The records sit below. Return every line in them that holds the word "dirt".

*** DATA SUPPLIED Section Begins ***

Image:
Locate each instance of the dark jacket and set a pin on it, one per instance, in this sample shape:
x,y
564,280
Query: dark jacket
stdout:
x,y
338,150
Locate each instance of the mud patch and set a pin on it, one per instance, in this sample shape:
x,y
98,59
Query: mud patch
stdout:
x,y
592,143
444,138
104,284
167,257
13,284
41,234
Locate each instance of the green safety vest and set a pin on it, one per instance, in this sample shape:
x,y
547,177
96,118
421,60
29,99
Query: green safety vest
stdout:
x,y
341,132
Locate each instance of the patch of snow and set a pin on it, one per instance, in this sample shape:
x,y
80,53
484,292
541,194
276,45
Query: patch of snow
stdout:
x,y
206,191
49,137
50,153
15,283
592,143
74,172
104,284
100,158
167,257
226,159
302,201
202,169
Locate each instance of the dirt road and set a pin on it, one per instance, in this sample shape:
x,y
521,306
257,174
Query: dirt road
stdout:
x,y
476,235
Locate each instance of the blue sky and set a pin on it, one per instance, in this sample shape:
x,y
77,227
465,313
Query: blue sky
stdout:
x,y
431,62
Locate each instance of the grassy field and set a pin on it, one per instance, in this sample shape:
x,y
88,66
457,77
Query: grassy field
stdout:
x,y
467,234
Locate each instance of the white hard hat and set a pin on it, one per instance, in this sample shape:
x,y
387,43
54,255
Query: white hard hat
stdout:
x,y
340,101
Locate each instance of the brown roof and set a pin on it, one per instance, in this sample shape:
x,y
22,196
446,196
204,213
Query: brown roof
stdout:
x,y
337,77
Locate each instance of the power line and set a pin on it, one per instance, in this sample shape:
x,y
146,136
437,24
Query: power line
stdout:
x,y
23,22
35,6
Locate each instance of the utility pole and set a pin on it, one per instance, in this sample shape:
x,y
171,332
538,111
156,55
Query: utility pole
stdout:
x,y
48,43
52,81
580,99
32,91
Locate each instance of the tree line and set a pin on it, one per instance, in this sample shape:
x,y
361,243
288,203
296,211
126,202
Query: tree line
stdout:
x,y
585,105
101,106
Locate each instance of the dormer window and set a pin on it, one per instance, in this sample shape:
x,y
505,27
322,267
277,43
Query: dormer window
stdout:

*** DATA SUPPLIED Section Ends ***

**WRITTEN RESPONSE**
Locate each instance of the dirt road and set a pin on it, one per instance, in this sample shape:
Query: dirt road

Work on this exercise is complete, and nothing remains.